| TASK PROMPT |
Reproduce word for word the lines of the material below, beginning with the line that contains "[locate] the green tree in" and running through the last line of the material.

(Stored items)
════════
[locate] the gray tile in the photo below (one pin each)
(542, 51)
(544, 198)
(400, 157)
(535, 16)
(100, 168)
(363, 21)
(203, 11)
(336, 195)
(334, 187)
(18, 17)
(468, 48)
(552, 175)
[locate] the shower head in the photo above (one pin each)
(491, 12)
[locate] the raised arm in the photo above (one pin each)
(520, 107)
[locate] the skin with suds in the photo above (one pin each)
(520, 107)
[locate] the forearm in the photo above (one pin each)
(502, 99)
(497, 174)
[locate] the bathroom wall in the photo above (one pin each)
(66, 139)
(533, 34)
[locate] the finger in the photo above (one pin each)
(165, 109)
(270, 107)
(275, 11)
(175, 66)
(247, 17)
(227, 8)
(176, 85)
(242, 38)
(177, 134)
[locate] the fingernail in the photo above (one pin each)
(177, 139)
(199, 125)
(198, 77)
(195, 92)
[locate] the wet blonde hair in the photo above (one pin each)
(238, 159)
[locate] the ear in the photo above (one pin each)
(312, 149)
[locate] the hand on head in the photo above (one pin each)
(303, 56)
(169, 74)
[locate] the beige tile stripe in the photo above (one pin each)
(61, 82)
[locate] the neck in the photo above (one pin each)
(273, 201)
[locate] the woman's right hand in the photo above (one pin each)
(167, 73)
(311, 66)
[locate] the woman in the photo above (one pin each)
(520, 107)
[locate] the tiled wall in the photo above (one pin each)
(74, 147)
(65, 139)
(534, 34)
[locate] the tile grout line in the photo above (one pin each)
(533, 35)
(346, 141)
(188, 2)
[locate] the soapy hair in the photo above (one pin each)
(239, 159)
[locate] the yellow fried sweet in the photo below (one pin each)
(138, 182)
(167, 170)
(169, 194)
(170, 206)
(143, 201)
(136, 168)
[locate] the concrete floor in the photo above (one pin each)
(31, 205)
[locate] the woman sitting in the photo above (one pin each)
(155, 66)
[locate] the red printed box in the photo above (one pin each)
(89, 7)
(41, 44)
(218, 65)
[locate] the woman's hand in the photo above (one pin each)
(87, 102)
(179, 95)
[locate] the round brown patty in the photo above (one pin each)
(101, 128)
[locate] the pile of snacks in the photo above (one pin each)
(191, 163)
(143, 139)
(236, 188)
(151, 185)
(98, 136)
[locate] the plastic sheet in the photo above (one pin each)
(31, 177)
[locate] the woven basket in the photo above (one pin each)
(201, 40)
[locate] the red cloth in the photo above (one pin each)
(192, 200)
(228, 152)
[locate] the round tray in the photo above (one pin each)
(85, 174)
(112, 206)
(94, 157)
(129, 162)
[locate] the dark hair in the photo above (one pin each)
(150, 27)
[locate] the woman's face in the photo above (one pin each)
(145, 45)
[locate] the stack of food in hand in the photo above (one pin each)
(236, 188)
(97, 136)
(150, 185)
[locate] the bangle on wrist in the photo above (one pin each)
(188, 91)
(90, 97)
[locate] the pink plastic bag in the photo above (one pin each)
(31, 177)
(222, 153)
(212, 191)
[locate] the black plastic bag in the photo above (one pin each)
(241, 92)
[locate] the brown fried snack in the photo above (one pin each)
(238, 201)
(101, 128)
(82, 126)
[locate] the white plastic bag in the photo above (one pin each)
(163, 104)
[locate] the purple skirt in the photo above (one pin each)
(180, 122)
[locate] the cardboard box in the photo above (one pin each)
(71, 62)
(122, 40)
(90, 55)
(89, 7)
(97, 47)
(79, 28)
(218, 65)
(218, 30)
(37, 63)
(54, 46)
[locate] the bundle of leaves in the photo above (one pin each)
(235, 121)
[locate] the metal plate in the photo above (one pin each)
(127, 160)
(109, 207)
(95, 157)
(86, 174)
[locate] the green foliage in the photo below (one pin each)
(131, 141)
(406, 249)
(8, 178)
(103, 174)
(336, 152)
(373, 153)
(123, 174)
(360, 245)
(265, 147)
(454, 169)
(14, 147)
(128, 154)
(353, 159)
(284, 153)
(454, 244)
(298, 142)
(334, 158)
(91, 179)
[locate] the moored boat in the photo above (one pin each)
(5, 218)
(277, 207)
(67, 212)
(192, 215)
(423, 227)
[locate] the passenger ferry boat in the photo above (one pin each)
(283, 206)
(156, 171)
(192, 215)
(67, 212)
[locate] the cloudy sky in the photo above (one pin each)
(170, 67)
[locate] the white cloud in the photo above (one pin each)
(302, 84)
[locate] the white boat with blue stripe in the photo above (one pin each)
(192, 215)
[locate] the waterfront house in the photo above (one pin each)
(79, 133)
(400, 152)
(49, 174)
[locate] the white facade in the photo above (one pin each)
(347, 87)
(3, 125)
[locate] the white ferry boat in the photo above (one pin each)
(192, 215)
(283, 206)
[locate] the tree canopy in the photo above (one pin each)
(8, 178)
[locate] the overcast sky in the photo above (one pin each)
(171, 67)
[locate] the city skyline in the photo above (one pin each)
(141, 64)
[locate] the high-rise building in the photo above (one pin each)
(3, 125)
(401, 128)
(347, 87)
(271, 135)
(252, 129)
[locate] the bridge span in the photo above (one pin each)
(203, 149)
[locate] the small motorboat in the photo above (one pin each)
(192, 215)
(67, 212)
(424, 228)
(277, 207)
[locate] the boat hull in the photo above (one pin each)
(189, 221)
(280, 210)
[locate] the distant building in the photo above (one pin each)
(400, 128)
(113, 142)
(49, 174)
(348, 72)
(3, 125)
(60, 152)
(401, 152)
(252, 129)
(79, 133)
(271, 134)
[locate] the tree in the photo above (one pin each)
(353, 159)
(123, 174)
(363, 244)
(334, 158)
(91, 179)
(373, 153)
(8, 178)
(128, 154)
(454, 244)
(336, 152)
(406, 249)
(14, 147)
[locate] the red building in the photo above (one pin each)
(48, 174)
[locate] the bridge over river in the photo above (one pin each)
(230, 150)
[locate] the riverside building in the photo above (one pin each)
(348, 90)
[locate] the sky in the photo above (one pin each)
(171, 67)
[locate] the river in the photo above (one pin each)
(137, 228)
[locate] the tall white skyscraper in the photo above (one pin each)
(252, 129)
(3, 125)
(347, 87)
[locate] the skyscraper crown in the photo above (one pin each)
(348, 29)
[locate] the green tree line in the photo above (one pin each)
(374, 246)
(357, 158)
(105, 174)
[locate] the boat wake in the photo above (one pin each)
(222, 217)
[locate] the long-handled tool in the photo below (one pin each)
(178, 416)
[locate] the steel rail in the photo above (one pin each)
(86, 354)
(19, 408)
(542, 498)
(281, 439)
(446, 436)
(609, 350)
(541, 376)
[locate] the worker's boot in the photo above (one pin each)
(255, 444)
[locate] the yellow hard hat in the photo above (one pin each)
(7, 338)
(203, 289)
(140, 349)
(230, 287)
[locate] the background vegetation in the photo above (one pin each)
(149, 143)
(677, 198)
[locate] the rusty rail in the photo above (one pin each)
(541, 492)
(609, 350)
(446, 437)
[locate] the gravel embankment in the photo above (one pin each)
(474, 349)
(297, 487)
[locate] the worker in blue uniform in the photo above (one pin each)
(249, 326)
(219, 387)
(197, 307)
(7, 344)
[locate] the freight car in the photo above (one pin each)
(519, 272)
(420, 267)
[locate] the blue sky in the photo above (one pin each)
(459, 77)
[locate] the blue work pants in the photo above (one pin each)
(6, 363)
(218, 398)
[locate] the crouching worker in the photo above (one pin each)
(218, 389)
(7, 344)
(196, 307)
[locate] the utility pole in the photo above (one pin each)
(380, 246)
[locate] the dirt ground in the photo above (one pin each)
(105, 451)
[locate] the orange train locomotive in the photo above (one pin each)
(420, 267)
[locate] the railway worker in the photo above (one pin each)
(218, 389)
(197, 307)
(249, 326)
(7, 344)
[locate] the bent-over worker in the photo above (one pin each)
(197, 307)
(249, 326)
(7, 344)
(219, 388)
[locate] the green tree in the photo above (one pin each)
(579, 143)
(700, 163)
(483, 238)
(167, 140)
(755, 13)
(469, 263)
════════
| CORRECT OUTPUT |
[locate] the green tree in the photo above (one pin each)
(579, 143)
(700, 163)
(483, 238)
(167, 140)
(755, 13)
(469, 263)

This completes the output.